▶ What is expected
Line by line, restate the listing below without any change.
*** Opening of Available data ***
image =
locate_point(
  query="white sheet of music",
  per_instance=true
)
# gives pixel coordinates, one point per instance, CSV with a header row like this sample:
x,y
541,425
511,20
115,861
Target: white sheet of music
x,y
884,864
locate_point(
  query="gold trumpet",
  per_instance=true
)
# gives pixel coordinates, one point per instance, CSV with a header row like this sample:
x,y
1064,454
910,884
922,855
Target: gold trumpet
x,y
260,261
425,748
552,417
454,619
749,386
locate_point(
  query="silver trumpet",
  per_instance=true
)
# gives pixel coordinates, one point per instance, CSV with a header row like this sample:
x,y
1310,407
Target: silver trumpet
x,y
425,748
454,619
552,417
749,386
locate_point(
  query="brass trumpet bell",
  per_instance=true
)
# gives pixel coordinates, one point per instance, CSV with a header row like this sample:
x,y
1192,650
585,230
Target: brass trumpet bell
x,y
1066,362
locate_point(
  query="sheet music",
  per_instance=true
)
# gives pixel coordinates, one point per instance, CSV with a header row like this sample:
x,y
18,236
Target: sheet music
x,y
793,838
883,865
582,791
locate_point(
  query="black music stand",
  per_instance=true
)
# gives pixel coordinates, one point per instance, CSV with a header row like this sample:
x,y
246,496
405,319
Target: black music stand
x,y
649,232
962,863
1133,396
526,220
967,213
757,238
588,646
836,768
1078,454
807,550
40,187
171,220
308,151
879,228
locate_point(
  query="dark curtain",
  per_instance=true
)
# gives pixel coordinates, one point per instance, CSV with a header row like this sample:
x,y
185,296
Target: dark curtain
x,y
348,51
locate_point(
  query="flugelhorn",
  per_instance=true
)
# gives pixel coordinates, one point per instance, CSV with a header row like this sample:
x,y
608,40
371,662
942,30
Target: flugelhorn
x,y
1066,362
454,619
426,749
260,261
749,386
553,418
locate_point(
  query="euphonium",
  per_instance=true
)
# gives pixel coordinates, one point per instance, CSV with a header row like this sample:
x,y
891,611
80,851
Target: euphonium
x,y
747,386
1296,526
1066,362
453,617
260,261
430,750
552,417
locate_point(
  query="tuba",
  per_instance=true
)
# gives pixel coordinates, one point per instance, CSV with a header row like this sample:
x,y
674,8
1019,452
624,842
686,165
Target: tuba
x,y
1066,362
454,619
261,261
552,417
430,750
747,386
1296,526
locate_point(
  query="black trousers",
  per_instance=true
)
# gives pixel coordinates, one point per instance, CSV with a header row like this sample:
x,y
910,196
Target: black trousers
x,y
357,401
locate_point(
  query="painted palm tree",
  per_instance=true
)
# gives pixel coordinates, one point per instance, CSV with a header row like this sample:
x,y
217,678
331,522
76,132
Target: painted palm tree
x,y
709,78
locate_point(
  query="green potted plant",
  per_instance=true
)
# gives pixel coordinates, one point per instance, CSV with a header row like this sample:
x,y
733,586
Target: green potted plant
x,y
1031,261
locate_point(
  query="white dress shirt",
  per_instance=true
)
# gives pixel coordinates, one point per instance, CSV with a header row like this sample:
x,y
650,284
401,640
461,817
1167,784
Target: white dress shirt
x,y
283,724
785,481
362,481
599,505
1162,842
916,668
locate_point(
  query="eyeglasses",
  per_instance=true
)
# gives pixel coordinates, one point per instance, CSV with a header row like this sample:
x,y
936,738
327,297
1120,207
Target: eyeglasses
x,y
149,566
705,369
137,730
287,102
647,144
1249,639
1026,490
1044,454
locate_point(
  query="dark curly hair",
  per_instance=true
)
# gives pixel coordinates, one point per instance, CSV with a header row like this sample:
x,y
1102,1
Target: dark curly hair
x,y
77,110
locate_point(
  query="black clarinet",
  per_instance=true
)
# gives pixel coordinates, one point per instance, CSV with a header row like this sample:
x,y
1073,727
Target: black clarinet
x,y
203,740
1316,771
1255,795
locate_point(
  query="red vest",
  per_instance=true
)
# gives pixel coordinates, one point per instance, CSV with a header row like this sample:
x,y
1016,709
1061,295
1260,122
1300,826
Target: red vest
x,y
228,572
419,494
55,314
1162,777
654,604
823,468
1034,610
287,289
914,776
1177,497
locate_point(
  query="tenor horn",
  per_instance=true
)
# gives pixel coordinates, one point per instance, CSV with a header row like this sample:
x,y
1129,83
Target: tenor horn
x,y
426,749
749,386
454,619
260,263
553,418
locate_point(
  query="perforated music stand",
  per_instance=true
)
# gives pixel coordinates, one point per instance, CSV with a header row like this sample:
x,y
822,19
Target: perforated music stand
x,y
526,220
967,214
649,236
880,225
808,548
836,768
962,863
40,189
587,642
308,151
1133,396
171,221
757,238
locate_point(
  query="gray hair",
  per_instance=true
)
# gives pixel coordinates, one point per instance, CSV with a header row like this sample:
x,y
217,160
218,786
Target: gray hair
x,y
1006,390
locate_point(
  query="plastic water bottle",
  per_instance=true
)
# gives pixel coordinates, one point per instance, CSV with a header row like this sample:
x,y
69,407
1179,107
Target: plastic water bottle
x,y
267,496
*** Close of Available data ***
▶ Result below
image =
locate_point(
  query="white sheet of music",
  per_instance=true
)
# gives pixel coordinates, one point per instance, CSV with a header row like this sample:
x,y
541,425
511,20
115,861
Target: white sheet of music
x,y
884,864
locate_point(
  query="gold trumpet",
  per_instance=true
)
# gives pixel coordinates, one point per instance, CSV with a header row like this sample:
x,y
1064,454
910,884
922,855
Target: gold trumpet
x,y
260,261
425,748
552,417
454,619
749,386
locate_point(
  query="silver trumpet",
  per_instance=true
)
# gives pixel coordinates, one point per instance, CSV with a header row like this sample:
x,y
1310,407
Target: silver trumpet
x,y
425,748
454,619
552,417
749,386
locate_point(
  query="brass trumpet bell",
  per_instance=true
)
# gives pixel coordinates, one point per instance, CSV with a header row like this sample:
x,y
1192,650
585,230
Target: brass trumpet bell
x,y
1066,362
locate_point(
  query="sheet music",
  per_instance=true
)
# gives pixel coordinates, one point per instance, CSV with a header row like this sample:
x,y
18,236
Target: sheet music
x,y
793,838
883,865
582,791
locate_point(
  query="black music stand",
  per_instance=true
)
# gives pixel coordinates, one point per instance, CSV with a header row like this sample:
x,y
246,496
405,319
Target: black music stand
x,y
649,232
962,863
1133,396
526,220
967,213
757,238
588,646
836,768
1078,454
807,550
40,187
171,220
308,151
879,228
locate_point(
  query="dark curtain",
  per_instance=true
)
# gives pixel coordinates, one point per instance, CSV with a header row like this sample:
x,y
185,296
Target: dark curtain
x,y
348,51
locate_point(
  query="flugelhorn",
  per_instance=true
)
# gives pixel coordinates, one point per instance, CSV with a header row like this sample:
x,y
608,40
371,662
942,30
Target: flugelhorn
x,y
1066,362
454,619
426,749
260,261
749,386
553,418
locate_point(
  query="euphonium",
  per_instance=true
)
# gives pixel coordinates, one point per instance, CSV with a header row like this sample:
x,y
891,611
80,851
Target: euphonium
x,y
747,386
1296,526
1066,362
453,617
260,261
430,750
552,417
locate_point(
  query="tuba",
  per_instance=true
)
# gives pixel coordinates, one point per instance, CSV with a header row like this sample:
x,y
674,8
1019,452
624,842
686,165
Target: tuba
x,y
1066,362
454,619
261,261
552,417
430,750
747,386
1296,526
locate_point(
  query="black trousers",
  per_instance=true
)
# gives pixel coordinates, one point per instance, CSV with a header row like this sample:
x,y
910,196
Target: black trousers
x,y
357,401
locate_point(
  query="painted palm tree",
  per_instance=true
)
# gives pixel coordinates, one point per instance, CSV with a header row like this sample:
x,y
217,678
331,522
76,132
Target: painted palm tree
x,y
709,78
locate_point(
  query="green potted plant",
  per_instance=true
)
# gives pixel coordinates, one point per instance, CSV with a header row like this sample:
x,y
733,586
Target: green potted plant
x,y
1031,261
locate_point(
  query="white dress shirt",
  per_instance=true
)
# gives pixel coordinates, one point per instance, CSV with a header row like this sample:
x,y
650,284
401,640
461,817
1167,784
Target: white dress shirt
x,y
283,724
785,481
362,481
599,505
1162,842
916,668
locate_point(
  query="eyeglasses",
  per_instance=true
)
# gives pixel coordinates, one point per instance, CSV with a header row like this sample:
x,y
936,738
327,297
1120,207
Target: eyeglasses
x,y
149,566
705,369
137,730
287,102
647,144
1249,639
1026,490
1044,454
locate_point(
  query="dark curly hair",
  per_instance=true
)
# gives pixel coordinates, one point per instance, CSV with a header row like this sample:
x,y
1102,1
Target: dark curly hair
x,y
77,110
locate_point(
  query="black clarinet",
  per_instance=true
)
# gives pixel coordinates, one point per instance, CSV with a header row like this sample:
x,y
1073,727
Target: black clarinet
x,y
203,740
1316,771
1255,795
locate_point(
  query="red vest",
  per_instance=true
)
# gives pixel coordinates, one point per instance, CSV with a header row like this sample:
x,y
1016,709
1061,295
1260,122
1300,826
Target: red vest
x,y
228,572
419,494
55,314
1162,777
654,604
823,468
1034,610
287,289
914,776
1177,497
locate_point(
  query="tenor horn",
  per_instance=true
)
# gives pixel coordinates, one point per instance, CSV with a header row like this sample:
x,y
1129,83
Target: tenor horn
x,y
426,749
749,386
454,619
260,263
553,418
locate_point(
  query="perforated music stand",
  per_instance=true
)
# gives pixel coordinates, one point per instance, CSV with a header row like this sample:
x,y
822,19
Target: perforated music stand
x,y
526,220
967,214
649,236
880,225
808,548
836,768
962,863
40,189
587,642
308,151
1133,396
171,221
757,238
locate_point(
  query="gray hair",
  per_instance=true
)
# gives pixel coordinates, one point per instance, CSV with a header row like this sample:
x,y
217,160
218,786
Target: gray hair
x,y
1006,390
locate_point(
  query="plastic water bottle",
  per_instance=true
)
# gives pixel coordinates, one point per instance, CSV with a header row like this sample:
x,y
69,407
1179,107
Target: plastic water bottle
x,y
267,496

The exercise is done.